◆ The exercise ◆
Look below for the line with "Drop one point per instance of the forest floor.". Extract that line and each one after it through the last, word for word.

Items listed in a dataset

# # #

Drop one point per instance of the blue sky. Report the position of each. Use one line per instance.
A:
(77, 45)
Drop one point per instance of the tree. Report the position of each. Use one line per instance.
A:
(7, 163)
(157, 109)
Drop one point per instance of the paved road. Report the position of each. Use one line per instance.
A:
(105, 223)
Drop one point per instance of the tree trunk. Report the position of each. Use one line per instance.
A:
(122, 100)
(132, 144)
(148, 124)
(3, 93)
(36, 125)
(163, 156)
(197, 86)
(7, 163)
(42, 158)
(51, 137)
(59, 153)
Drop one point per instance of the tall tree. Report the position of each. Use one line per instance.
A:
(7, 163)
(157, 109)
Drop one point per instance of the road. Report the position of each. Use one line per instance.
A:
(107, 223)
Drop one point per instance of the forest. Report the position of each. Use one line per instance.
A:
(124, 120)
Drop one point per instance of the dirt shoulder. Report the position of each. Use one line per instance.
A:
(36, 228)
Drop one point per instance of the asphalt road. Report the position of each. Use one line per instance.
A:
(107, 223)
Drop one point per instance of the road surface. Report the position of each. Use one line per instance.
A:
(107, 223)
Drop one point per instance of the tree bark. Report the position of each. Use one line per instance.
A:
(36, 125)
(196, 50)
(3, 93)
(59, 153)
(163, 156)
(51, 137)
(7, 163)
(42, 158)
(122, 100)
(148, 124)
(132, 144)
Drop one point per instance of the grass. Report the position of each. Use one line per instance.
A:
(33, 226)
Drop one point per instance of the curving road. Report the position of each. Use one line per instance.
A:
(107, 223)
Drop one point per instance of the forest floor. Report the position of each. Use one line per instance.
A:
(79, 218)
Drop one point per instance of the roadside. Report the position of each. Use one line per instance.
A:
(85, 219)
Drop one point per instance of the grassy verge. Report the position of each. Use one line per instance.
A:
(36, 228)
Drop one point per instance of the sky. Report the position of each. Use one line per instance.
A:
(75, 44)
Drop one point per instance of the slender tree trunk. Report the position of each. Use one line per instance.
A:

# # #

◆ Response ◆
Drop one point per instance of the forest floor. Report the position of each. Use one line per instance.
A:
(79, 218)
Drop one point per instance of the roadside. Report the position of each. Use one line per instance.
A:
(85, 219)
Drop one point per instance of the grassy verge. Report the position of each. Use one line per instance.
A:
(36, 228)
Drop one point per instance of the sky. Report the position of each. Use one line per instance.
A:
(75, 44)
Drop one point per instance of the slender tree trunk. Report the position of each. Use one line per instance.
A:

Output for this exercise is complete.